***** PROVIDED PASSAGE

Published on September 9th, 2020 | by Bibhuranjan0
What is Decentralised Finance Tech & How Will Shape the Financial Industry?
Decentralised finance is a way to get loans or make other financial deals using decentralised apps to organise the transaction. Two people can make a deal without needing to use a bank or intermediary financial institution. The concept right now is known as DeFi and this could be the next big global technological change to the way we manage our money.
Traditional Financial Apps
At this time, we use financial apps to manage our everyday banking. These apps are connected to our bank who manages our finances centrally. Banks have huge reserves, and these are made up of our money which is what is known in the banking world as ‘customer accounts’.
If you have ever heard of Nick Leeson, the reason he went to prison is that he lost a lot of money trading using the banks risk finance packages made up of people’s money invested into the bank. He then decided to dop into the customer accounts to try and recover his losses, but this backfired and the bank went under and so did people’s savings.
Their savings were supposed to be safeguarded by the bank and not used for any risk trading. In short, when you use a bank, you are putting your faith in their ability to safeguard your money. You gain interest on your savings which is usually covered by people’s loan and other credit interest as well as the bank’s successful trading endeavours on stock exchanges such as FTSE and NASDAQ.
To interact with you bank, you have your banking app. If you need a loan, you are tied into negotiating with the bank, if you want finance on a car, then the same rule applies. You can also go outside of your bank to other financial companies and apply for credit or finance if you so wish. All that is needed is two apps to manage your finances, and these apps are connected to the banks’ IT systems.

**********
***** ENTRIES SHOWN

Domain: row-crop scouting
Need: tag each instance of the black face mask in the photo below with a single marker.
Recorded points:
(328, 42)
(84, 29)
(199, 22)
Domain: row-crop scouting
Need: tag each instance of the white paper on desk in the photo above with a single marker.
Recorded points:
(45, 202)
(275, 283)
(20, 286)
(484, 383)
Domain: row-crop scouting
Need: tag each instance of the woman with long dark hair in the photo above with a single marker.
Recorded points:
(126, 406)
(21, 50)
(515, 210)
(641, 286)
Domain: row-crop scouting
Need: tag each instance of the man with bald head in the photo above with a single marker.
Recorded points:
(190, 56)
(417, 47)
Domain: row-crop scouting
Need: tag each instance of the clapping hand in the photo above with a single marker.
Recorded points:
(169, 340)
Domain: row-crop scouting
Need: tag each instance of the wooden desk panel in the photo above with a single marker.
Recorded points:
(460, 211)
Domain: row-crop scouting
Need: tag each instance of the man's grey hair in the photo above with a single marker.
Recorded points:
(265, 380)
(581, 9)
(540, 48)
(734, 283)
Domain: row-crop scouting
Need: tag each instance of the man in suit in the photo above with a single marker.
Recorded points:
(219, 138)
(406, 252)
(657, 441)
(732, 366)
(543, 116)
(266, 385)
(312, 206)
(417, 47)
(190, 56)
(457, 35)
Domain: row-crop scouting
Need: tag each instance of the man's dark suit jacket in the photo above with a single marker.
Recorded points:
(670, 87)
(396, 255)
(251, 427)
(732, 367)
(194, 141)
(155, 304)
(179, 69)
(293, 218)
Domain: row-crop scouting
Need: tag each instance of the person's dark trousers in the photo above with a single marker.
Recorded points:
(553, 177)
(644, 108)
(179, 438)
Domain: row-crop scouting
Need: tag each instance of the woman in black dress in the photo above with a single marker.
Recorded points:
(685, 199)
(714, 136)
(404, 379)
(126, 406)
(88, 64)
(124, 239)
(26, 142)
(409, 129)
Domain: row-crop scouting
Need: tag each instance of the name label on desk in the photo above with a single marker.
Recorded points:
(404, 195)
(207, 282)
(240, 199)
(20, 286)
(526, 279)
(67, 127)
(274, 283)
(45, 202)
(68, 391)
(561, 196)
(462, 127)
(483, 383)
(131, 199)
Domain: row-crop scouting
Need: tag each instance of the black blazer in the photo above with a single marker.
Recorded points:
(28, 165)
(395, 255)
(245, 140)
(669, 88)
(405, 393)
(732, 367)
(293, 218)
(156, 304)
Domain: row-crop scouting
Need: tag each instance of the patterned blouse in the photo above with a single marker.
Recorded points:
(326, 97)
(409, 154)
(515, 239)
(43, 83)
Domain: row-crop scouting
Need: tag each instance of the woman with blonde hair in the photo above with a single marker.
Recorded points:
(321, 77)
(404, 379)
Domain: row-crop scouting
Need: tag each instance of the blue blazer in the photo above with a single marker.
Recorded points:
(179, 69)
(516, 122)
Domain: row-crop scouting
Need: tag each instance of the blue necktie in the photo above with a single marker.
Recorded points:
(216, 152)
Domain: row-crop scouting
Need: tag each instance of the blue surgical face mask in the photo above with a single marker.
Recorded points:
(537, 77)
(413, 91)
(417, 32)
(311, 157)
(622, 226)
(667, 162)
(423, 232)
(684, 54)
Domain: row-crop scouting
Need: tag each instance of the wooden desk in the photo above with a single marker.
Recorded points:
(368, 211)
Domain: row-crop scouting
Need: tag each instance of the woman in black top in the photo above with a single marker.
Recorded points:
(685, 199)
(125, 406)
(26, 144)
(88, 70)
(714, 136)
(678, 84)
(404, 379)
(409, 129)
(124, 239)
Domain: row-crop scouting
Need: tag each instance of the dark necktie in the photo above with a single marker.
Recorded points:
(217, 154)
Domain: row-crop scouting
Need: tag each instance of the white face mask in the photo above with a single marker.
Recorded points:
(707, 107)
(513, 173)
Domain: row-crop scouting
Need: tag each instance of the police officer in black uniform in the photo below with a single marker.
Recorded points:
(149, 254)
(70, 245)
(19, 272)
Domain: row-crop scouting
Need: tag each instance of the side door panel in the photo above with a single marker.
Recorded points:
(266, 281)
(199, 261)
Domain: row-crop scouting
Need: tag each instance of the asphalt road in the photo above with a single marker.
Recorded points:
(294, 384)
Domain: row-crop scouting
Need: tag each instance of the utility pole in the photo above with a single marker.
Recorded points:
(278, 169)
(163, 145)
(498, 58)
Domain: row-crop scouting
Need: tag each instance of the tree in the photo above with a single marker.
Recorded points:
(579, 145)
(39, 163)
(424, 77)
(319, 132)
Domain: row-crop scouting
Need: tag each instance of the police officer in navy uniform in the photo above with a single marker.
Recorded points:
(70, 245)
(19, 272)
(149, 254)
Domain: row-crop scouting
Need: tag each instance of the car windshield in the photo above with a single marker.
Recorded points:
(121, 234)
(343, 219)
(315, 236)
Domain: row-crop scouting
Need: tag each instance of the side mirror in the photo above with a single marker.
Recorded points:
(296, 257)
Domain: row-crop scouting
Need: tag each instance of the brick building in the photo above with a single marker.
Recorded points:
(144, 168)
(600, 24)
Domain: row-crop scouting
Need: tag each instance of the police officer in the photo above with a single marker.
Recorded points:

**********

_PROBLEMS TO WORK ON_
[A] In the article on decentralized finance, what name is the concept currently known by?
[B] Rewrite the part of the article on decentralized finance that opens with the words containing "Their savings were" and closes with "banks’ IT systems.", replacing "savings" with "deposits".

_RESULTS OF THE EXERCISE_
[A] DeFi

[B]
Their deposits were supposed to be safeguarded by the bank and not used for any risk trading. In short, when you use a bank, you are putting your faith in their ability to safeguard your money. You gain interest on your deposits which is usually covered by people’s loan and other credit interest as well as the bank’s successful trading endeavours on stock exchanges such as FTSE and NASDAQ.
To interact with you bank, you have your banking app. If you need a loan, you are tied into negotiating with the bank, if you want finance on a car, then the same rule applies. You can also go outside of your bank to other financial companies and apply for credit or finance if you so wish. All that is needed is two apps to manage your finances, and these apps are connected to the banks’ IT systems.